### Required action
Exactly the lines from the line containing "the white cosmos" through the final line of the entries below must be returned, and only those, without pictures.

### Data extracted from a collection
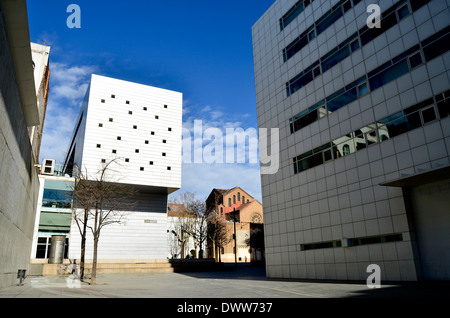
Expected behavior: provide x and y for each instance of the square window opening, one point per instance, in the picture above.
(403, 12)
(415, 60)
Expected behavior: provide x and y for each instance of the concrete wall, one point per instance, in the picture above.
(342, 198)
(141, 235)
(430, 208)
(18, 178)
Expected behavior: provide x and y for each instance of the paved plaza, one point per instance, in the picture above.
(243, 281)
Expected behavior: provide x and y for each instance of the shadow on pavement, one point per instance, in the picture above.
(423, 289)
(245, 271)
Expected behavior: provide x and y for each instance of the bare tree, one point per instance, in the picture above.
(185, 222)
(197, 209)
(103, 203)
(83, 202)
(218, 232)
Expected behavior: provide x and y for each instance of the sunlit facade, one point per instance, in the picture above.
(364, 138)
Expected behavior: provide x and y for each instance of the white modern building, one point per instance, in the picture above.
(140, 127)
(364, 127)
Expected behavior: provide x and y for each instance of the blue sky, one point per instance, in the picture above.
(200, 48)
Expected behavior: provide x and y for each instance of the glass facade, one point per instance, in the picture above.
(396, 124)
(365, 35)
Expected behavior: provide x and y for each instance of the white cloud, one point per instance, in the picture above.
(203, 178)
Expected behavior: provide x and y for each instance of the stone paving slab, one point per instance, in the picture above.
(242, 282)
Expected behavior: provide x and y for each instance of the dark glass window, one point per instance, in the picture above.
(354, 45)
(342, 100)
(335, 58)
(403, 12)
(388, 75)
(415, 60)
(363, 89)
(428, 115)
(329, 19)
(444, 105)
(57, 199)
(437, 47)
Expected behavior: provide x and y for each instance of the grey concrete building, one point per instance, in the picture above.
(364, 123)
(18, 113)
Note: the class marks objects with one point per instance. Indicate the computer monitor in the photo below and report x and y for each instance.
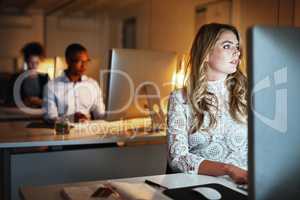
(139, 82)
(274, 125)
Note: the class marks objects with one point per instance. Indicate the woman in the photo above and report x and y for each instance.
(32, 85)
(207, 120)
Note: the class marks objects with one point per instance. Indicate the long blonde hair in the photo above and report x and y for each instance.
(198, 96)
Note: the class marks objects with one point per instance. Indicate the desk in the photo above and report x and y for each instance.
(74, 158)
(52, 192)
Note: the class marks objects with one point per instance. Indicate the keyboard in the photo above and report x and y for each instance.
(243, 187)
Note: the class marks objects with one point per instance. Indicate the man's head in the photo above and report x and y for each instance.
(33, 53)
(77, 59)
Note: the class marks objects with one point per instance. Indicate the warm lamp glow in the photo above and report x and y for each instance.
(47, 67)
(180, 75)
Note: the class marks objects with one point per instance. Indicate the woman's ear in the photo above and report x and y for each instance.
(206, 58)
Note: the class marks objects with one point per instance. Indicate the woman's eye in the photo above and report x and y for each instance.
(226, 46)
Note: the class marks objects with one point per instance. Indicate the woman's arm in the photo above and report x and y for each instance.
(179, 157)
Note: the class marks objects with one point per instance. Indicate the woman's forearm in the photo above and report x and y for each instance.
(212, 168)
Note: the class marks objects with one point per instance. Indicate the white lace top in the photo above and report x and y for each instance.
(227, 143)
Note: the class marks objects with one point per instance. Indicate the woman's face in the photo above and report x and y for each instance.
(224, 57)
(33, 62)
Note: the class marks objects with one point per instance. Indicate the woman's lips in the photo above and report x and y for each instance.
(234, 62)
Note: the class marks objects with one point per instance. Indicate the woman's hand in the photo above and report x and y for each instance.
(238, 175)
(79, 117)
(212, 168)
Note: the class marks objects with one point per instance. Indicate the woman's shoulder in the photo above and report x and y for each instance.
(180, 95)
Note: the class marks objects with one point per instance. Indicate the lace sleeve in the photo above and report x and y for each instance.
(179, 157)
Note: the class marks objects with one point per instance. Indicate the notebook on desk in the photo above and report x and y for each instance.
(113, 190)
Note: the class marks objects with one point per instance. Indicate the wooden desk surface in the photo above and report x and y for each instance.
(17, 134)
(52, 192)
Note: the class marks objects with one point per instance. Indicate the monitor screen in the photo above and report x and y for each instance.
(139, 81)
(274, 131)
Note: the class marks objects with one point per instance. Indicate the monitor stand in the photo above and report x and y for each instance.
(155, 109)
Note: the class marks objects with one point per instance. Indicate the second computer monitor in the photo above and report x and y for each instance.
(274, 128)
(139, 82)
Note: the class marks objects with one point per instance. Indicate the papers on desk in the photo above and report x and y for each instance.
(121, 191)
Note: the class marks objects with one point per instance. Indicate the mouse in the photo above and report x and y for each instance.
(208, 193)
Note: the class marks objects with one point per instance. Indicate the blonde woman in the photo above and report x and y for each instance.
(207, 120)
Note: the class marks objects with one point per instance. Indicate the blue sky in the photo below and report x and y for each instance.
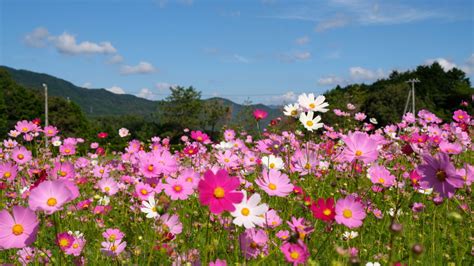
(264, 50)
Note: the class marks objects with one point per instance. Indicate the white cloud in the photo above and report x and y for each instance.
(146, 93)
(142, 68)
(444, 63)
(87, 85)
(39, 37)
(116, 90)
(66, 43)
(363, 74)
(115, 59)
(241, 59)
(302, 55)
(332, 23)
(302, 40)
(164, 86)
(330, 80)
(288, 97)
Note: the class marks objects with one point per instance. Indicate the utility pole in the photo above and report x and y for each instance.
(46, 111)
(411, 94)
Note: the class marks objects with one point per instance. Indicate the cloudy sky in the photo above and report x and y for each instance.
(265, 50)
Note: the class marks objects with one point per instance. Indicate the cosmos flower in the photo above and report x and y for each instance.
(439, 173)
(218, 191)
(49, 196)
(310, 122)
(349, 212)
(359, 146)
(18, 230)
(248, 213)
(324, 209)
(275, 183)
(296, 253)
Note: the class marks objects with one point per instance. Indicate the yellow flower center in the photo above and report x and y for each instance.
(245, 211)
(52, 202)
(64, 242)
(17, 229)
(441, 175)
(219, 192)
(347, 213)
(294, 255)
(327, 212)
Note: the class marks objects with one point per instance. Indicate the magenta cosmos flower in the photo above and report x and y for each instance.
(440, 174)
(50, 196)
(275, 183)
(359, 146)
(296, 253)
(21, 155)
(178, 188)
(349, 212)
(19, 230)
(218, 191)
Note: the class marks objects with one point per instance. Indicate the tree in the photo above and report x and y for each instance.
(181, 109)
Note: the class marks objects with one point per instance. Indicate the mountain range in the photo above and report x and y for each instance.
(101, 102)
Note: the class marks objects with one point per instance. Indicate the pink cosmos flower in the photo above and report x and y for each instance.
(380, 175)
(63, 170)
(218, 262)
(19, 230)
(49, 196)
(178, 188)
(253, 242)
(350, 212)
(50, 131)
(259, 114)
(199, 136)
(108, 185)
(113, 234)
(438, 172)
(275, 183)
(359, 146)
(296, 253)
(21, 155)
(218, 191)
(113, 249)
(143, 191)
(172, 223)
(8, 171)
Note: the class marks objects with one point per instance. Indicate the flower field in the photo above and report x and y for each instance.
(316, 195)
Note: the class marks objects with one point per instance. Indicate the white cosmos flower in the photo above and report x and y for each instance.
(149, 207)
(123, 132)
(291, 110)
(272, 162)
(310, 103)
(248, 213)
(309, 122)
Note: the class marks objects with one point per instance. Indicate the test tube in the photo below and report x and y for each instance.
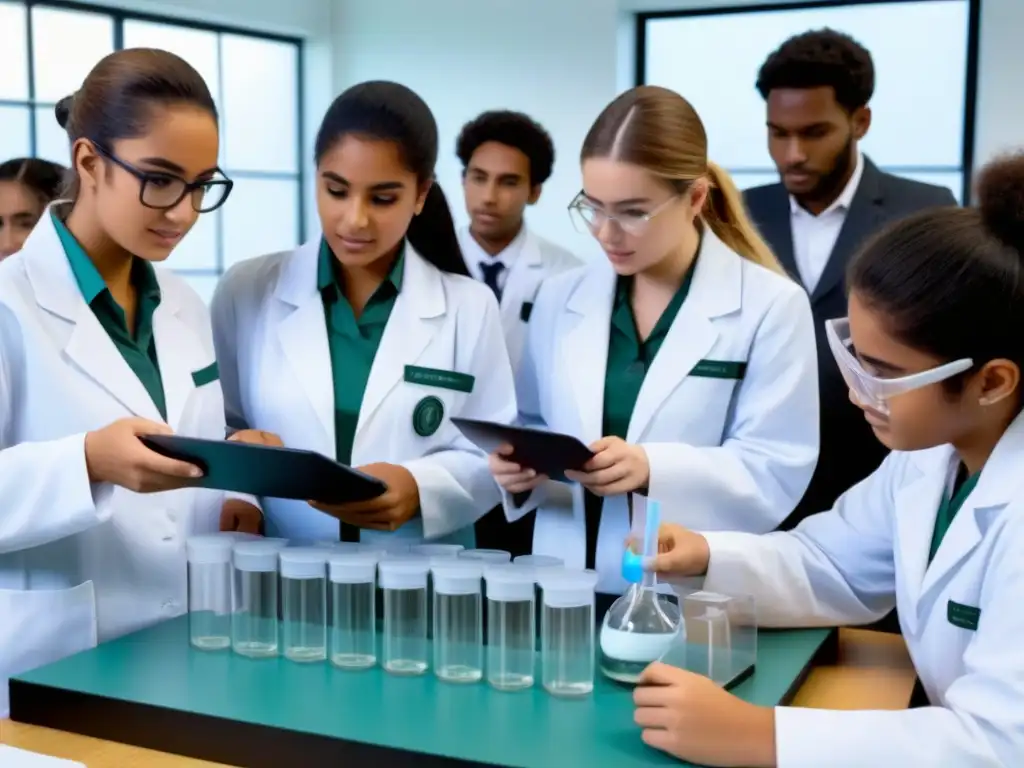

### Response to this task
Note: the class marks objects with one point per instance. Indicate the white cosmos flower in the photo above and report x and y for each instance.
(149, 207)
(123, 132)
(291, 110)
(272, 162)
(310, 103)
(248, 213)
(309, 122)
Note: the class marks objects with one point per instance. Indicate the test tube in the photo below and report x and y for each instance.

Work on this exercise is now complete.